== DIRECTIONS FOR THIS TASK ==
Print all of the entries exactly, minus the pictures.

━━━━━ INPUT FOR THIS TASK

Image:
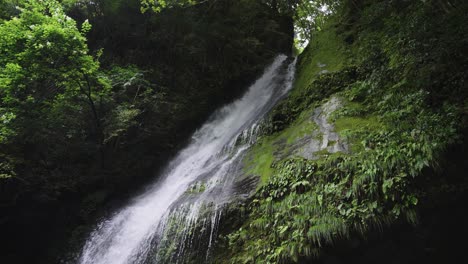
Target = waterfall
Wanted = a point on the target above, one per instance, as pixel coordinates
(160, 225)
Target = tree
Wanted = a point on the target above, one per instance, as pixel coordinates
(49, 83)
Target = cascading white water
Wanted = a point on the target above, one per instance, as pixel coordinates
(136, 233)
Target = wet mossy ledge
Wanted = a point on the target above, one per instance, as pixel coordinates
(374, 159)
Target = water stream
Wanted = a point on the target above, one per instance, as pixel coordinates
(186, 204)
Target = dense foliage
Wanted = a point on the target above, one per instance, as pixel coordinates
(401, 109)
(95, 96)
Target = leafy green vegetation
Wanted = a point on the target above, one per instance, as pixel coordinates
(396, 123)
(96, 96)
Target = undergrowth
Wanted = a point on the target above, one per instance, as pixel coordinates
(396, 123)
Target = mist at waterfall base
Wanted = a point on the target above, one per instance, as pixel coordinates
(173, 215)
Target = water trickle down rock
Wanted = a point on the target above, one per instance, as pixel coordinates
(325, 138)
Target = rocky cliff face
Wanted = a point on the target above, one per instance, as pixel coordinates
(353, 150)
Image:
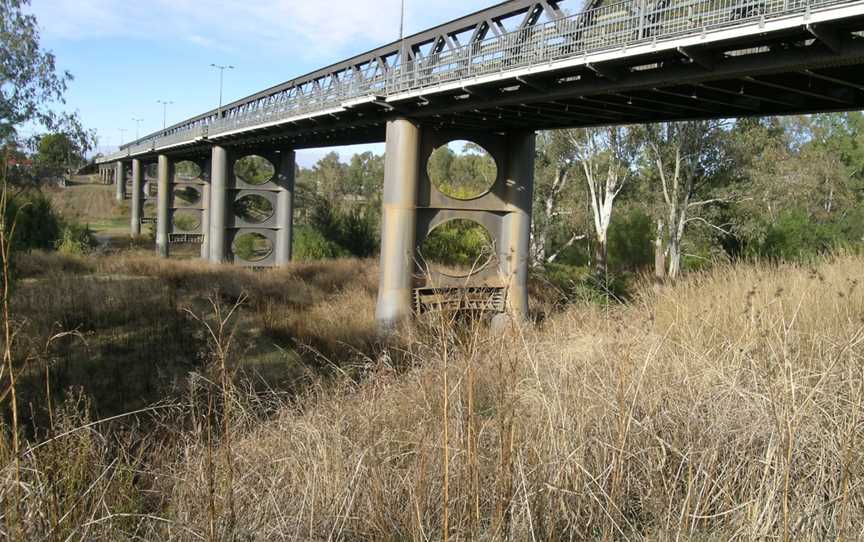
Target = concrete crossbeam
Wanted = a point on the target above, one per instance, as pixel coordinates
(137, 210)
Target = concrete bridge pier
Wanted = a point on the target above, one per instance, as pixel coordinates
(163, 227)
(218, 203)
(398, 222)
(205, 221)
(414, 207)
(520, 196)
(137, 210)
(120, 180)
(285, 208)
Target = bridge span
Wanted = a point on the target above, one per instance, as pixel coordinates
(493, 77)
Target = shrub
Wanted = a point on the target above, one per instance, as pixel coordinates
(354, 231)
(37, 225)
(796, 236)
(631, 241)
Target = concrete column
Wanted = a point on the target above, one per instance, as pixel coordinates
(285, 209)
(520, 189)
(120, 180)
(137, 197)
(163, 228)
(218, 203)
(205, 221)
(399, 223)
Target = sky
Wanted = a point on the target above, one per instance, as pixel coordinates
(125, 55)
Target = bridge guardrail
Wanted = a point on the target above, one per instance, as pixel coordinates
(623, 24)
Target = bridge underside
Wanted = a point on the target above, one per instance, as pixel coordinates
(808, 69)
(781, 67)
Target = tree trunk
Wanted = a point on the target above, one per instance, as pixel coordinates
(659, 256)
(601, 253)
(674, 257)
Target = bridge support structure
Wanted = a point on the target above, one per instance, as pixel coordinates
(240, 207)
(137, 207)
(414, 207)
(163, 226)
(120, 180)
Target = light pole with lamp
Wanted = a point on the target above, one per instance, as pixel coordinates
(164, 111)
(221, 82)
(137, 128)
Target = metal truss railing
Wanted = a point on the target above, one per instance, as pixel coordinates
(609, 27)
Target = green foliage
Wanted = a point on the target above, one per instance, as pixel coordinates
(37, 226)
(187, 195)
(30, 81)
(254, 170)
(56, 152)
(252, 247)
(579, 284)
(75, 239)
(311, 245)
(631, 241)
(253, 208)
(185, 221)
(795, 236)
(462, 176)
(458, 243)
(190, 170)
(353, 230)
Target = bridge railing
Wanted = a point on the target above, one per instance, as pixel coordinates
(616, 26)
(609, 27)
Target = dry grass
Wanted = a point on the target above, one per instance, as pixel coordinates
(729, 407)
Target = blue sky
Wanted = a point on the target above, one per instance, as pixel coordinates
(127, 54)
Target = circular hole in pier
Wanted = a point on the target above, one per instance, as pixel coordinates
(151, 170)
(255, 170)
(251, 247)
(187, 195)
(187, 222)
(462, 170)
(457, 248)
(187, 170)
(253, 209)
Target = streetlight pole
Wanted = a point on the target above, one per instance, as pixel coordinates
(402, 22)
(221, 82)
(137, 128)
(164, 111)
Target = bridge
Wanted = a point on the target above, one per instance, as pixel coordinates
(493, 77)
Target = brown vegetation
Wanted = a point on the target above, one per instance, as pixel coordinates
(728, 407)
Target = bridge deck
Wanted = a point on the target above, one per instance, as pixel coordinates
(628, 62)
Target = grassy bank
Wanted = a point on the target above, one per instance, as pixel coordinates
(728, 407)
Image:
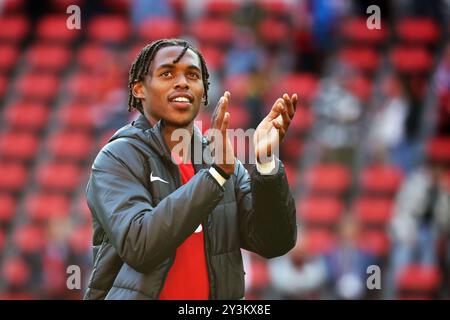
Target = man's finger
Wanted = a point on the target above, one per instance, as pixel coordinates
(223, 106)
(294, 100)
(225, 122)
(288, 104)
(277, 108)
(286, 119)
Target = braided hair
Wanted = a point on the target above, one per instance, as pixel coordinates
(140, 67)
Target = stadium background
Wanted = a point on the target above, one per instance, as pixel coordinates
(370, 133)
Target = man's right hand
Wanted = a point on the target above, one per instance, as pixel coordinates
(224, 155)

━━━━━━━━━━

== SOLUTION TO THIS PROBLEM ==
Image:
Target = waterfall
Wanted = a point on the target above, one per instance, as pixel coordinates
(160, 225)
Target = tree
Wanted = a point on the target above, one per instance, as pixel coordinates
(49, 83)
Target = cascading white water
Wanted = a point on the target above, one per instance, as pixel coordinates
(136, 233)
Target = wet mossy ledge
Wanted = a point on the target above, one per instance, as pixel coordinates
(374, 159)
Target = water stream
Wanted = a point on the target above, one per instance, as pixel coordinates
(186, 204)
Target = dense foliage
Wanted = a point on the target above, one per instance, as pixel coordinates
(401, 109)
(95, 96)
Target = leafy green vegetation
Wanted = a point on the target above, one per instance, as pixel coordinates
(396, 123)
(96, 96)
Target = undergrowth
Wanted = a point on the target above, one per instance, as pixel coordinates
(396, 123)
Target = mist at waterfall base
Wanted = a point on the target above, one per instance, as pixel coordinates
(173, 215)
Target = water trickle down rock
Wanted = a point on the target above, one per instance, as pixel coordinates
(325, 138)
Target = rocky cliff face
Wanted = a point on the target above, one per instance, as pixel coordinates
(353, 150)
Image:
Target = concrete crossbeam
Wanted = a point on the target above, one per instance, as pixel coordinates
(137, 210)
Target = concrete bridge pier
Wanted = a point on the target above, one per instance, as pixel coordinates
(163, 227)
(218, 203)
(398, 222)
(205, 221)
(414, 207)
(520, 196)
(137, 210)
(120, 180)
(285, 208)
Target = bridge span
Wanted = a point on the target above, one per instance, as pixel coordinates
(493, 77)
Target = shrub
Wanted = a point on the target above, one per instance, as pixel coordinates
(354, 231)
(37, 225)
(796, 236)
(631, 241)
Target = concrete column
Wanted = a point on the target above, one per instance, as pixel coordinates
(285, 209)
(520, 189)
(120, 180)
(137, 197)
(163, 228)
(218, 203)
(205, 221)
(399, 223)
Target = sky
Wanted = a point on the target above, one per instance, as pixel coordinates
(125, 55)
Target = bridge guardrail
Wanted = a point on the target above, one per instance, as pixel coordinates
(623, 24)
Target = bridge underside
Wanted = a point on the target above, one per instance, as pixel coordinates
(808, 69)
(781, 67)
Target = tree trunk
Wanted = a point on the target above, one per instance, as pixel coordinates
(659, 256)
(601, 253)
(674, 257)
Target = bridge support structure
Wanted = a point on the target above, one per instance, as pixel coordinates
(240, 207)
(137, 207)
(414, 207)
(163, 226)
(120, 180)
Target = light pole with lamp
Wanted = a point on the target above, one per instance, as pixel coordinates
(164, 111)
(221, 82)
(137, 128)
Target = metal truss railing
Wanted = a point on the target above, one per instance, as pixel coordinates
(609, 27)
Target = green foliage
Wanted = a point on the target above, one per instance, as pixel coordinates
(37, 226)
(187, 195)
(30, 81)
(254, 170)
(56, 152)
(252, 247)
(579, 284)
(75, 239)
(311, 245)
(631, 241)
(253, 208)
(185, 221)
(795, 236)
(462, 176)
(458, 243)
(190, 170)
(353, 230)
Target = bridge railing
Wanted = a point on the target above, one per instance, as pixel coordinates
(616, 26)
(609, 27)
Target = dry grass
Wanted = a point on the target above, one per instance, as pixel coordinates
(729, 407)
Target = blue sky
Wanted = a point on the target above, one per instance, as pixel coordinates
(127, 54)
Target = circular hole in pier
Wanted = a point on the target above, one per instance, as pixel coordinates
(151, 170)
(255, 170)
(251, 247)
(187, 195)
(187, 222)
(462, 170)
(457, 248)
(187, 170)
(253, 209)
Target = streetlight pole
Wanted = a point on the target above, one per instance, as pixel coordinates
(402, 22)
(221, 82)
(137, 128)
(164, 111)
Target = bridge
Wanted = a point on the target above, one per instance, as pixel coordinates
(493, 77)
Target = brown vegetation
Wanted = a point on the target above, one per instance, as pixel coordinates
(728, 407)
Target = bridge deck
Wanted = a point on the target above, one per instance, as pixel coordinates
(628, 62)
Target = grassy bank
Wanted = a point on the target above, one per instance, as pixel coordinates
(728, 407)
Image:
Target = man's finger
Wanted = a point on the target above, one per instance, as pixel coordinates
(223, 106)
(294, 100)
(225, 122)
(288, 104)
(277, 108)
(286, 119)
Target = braided hair
Wanted = a point on the target above, one per instance, as pixel coordinates
(140, 67)
Target = stadium background
Wanted = a point on the target above, one per instance, as pixel coordinates
(370, 133)
Target = man's right hand
Wanted = a point on the target above, one per instance, as pixel coordinates
(224, 155)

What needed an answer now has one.